== EXERCISE INPUT ==
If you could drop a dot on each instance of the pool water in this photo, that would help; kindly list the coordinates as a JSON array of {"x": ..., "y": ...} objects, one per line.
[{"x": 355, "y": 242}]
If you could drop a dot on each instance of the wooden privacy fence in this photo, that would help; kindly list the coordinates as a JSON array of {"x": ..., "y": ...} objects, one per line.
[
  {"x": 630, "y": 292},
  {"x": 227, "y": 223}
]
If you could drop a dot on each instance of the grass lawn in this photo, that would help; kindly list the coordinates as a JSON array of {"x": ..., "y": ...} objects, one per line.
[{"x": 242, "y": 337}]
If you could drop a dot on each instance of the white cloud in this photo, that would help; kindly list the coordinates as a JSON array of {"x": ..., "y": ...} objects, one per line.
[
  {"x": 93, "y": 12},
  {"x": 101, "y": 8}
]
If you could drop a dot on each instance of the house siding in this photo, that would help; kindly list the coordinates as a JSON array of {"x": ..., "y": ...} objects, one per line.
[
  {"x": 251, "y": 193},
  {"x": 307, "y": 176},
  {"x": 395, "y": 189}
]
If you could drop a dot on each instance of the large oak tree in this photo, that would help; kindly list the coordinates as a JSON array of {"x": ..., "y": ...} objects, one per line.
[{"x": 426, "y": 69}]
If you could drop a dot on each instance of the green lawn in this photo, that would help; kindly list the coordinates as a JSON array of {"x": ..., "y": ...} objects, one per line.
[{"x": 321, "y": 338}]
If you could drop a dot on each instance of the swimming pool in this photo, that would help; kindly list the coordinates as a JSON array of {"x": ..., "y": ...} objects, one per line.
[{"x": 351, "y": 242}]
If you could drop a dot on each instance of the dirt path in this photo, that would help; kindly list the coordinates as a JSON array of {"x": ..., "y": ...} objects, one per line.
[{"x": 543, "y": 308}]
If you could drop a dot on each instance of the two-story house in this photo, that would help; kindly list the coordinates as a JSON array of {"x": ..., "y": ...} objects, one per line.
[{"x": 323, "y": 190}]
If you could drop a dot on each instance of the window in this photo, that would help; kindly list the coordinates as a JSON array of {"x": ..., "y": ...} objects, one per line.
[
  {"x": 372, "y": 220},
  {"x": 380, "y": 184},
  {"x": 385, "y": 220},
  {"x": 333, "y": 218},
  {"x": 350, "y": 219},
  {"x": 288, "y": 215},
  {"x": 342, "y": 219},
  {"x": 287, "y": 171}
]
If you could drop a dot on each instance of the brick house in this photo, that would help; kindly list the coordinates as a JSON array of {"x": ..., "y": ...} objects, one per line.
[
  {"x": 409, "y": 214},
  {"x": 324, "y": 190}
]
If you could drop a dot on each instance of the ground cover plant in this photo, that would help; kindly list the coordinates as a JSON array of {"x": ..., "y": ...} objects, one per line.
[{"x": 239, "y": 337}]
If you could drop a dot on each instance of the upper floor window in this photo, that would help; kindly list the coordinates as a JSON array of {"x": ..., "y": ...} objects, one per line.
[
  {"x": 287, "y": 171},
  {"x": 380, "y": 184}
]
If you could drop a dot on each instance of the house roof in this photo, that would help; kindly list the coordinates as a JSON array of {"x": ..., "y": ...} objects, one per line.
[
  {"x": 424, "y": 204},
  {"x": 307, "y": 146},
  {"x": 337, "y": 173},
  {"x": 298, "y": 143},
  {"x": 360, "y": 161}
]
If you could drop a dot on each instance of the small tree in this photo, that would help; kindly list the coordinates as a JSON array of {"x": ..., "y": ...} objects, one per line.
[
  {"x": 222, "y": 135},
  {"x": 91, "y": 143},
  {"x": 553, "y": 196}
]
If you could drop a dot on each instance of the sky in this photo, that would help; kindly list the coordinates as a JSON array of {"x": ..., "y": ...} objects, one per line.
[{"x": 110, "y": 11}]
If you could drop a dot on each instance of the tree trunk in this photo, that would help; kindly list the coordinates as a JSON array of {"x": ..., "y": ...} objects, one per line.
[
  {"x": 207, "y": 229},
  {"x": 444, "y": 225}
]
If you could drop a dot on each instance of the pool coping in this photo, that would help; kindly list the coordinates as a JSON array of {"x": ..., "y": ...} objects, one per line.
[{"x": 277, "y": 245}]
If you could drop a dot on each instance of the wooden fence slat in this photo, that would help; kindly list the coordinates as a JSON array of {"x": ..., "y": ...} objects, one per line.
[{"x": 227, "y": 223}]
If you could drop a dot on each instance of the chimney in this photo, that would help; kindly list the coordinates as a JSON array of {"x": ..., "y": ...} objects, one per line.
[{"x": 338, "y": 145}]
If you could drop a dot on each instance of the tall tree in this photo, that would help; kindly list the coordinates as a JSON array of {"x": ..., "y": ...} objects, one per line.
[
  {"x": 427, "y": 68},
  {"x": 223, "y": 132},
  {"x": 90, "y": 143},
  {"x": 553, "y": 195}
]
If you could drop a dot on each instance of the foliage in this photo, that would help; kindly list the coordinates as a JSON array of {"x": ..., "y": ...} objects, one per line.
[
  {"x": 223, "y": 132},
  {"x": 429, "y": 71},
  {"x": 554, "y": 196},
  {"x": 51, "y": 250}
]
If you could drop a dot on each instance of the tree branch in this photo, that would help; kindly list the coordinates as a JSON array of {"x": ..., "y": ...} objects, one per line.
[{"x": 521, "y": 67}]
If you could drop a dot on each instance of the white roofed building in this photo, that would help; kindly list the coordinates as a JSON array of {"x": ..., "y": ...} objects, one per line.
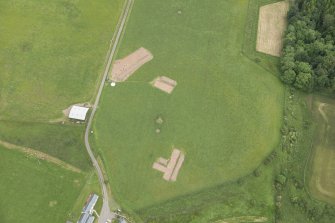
[{"x": 78, "y": 113}]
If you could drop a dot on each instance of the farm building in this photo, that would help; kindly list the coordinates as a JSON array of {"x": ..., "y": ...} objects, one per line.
[
  {"x": 78, "y": 113},
  {"x": 87, "y": 213}
]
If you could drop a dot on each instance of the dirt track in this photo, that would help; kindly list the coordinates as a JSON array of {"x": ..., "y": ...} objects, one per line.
[{"x": 105, "y": 213}]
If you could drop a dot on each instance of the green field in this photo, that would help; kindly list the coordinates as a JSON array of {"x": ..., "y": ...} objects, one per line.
[
  {"x": 51, "y": 54},
  {"x": 225, "y": 113},
  {"x": 35, "y": 191}
]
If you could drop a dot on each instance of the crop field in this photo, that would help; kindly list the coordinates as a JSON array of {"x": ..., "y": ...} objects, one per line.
[
  {"x": 51, "y": 54},
  {"x": 322, "y": 183},
  {"x": 34, "y": 190},
  {"x": 224, "y": 114}
]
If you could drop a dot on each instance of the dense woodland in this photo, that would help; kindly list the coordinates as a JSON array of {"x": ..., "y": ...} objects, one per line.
[{"x": 308, "y": 60}]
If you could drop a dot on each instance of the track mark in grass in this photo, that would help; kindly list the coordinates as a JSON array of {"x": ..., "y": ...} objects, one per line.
[{"x": 40, "y": 155}]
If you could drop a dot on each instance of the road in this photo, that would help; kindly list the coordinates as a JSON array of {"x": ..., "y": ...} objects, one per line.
[{"x": 105, "y": 213}]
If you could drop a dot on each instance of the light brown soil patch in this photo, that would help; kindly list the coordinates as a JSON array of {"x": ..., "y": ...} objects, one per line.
[
  {"x": 125, "y": 67},
  {"x": 170, "y": 167},
  {"x": 243, "y": 219},
  {"x": 40, "y": 155},
  {"x": 322, "y": 183},
  {"x": 164, "y": 84},
  {"x": 271, "y": 27}
]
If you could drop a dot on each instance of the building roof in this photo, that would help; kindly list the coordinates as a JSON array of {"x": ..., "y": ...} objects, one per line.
[
  {"x": 122, "y": 220},
  {"x": 90, "y": 220},
  {"x": 78, "y": 112},
  {"x": 84, "y": 217}
]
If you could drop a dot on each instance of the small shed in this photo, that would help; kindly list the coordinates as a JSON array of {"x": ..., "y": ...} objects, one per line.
[{"x": 78, "y": 113}]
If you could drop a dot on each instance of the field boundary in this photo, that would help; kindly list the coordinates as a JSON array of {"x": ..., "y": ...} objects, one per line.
[{"x": 40, "y": 155}]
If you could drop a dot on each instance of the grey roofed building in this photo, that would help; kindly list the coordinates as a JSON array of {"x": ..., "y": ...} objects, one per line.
[
  {"x": 91, "y": 203},
  {"x": 122, "y": 220},
  {"x": 86, "y": 216},
  {"x": 90, "y": 220}
]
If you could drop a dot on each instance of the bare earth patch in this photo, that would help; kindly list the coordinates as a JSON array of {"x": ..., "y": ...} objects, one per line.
[
  {"x": 125, "y": 67},
  {"x": 164, "y": 84},
  {"x": 243, "y": 219},
  {"x": 170, "y": 167},
  {"x": 322, "y": 182},
  {"x": 271, "y": 27}
]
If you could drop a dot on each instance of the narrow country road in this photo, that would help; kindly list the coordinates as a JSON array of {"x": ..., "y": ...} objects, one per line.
[{"x": 105, "y": 213}]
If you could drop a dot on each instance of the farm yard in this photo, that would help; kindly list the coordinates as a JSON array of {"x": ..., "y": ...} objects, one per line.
[
  {"x": 193, "y": 124},
  {"x": 224, "y": 114},
  {"x": 51, "y": 56},
  {"x": 33, "y": 190}
]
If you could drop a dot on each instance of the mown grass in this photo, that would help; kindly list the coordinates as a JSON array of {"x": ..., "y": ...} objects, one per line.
[
  {"x": 34, "y": 190},
  {"x": 225, "y": 112},
  {"x": 52, "y": 54},
  {"x": 65, "y": 142}
]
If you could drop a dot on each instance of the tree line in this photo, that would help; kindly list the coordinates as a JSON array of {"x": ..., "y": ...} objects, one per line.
[{"x": 308, "y": 59}]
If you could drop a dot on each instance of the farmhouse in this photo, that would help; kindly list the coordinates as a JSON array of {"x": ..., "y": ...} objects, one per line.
[
  {"x": 78, "y": 113},
  {"x": 87, "y": 213}
]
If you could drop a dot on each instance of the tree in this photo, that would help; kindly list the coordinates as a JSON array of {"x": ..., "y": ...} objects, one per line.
[{"x": 308, "y": 58}]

== REQUIRED WORK ==
Copy only this span: the line that contains "the tree line", the last line, and every line between them.

== ANSWER TO THE PROBLEM ==
If you could drop a dot on each instance of the tree line in this photo, that would help; kindly list the coordinates as a JSON array of {"x": ..., "y": ...} objects, one per line.
[{"x": 308, "y": 59}]
If you could drop a dot on each instance of the farmhouse in this photo, that would help; kindly list the coordinates as a JSON array of {"x": ..., "y": ...} objects, one per line.
[
  {"x": 78, "y": 113},
  {"x": 87, "y": 213}
]
If you could drop a dot on each instance of the tree in this photo, that would help; kindly list the coordinates as a JSON array of {"x": ..., "y": ...} objects, one per line.
[{"x": 308, "y": 58}]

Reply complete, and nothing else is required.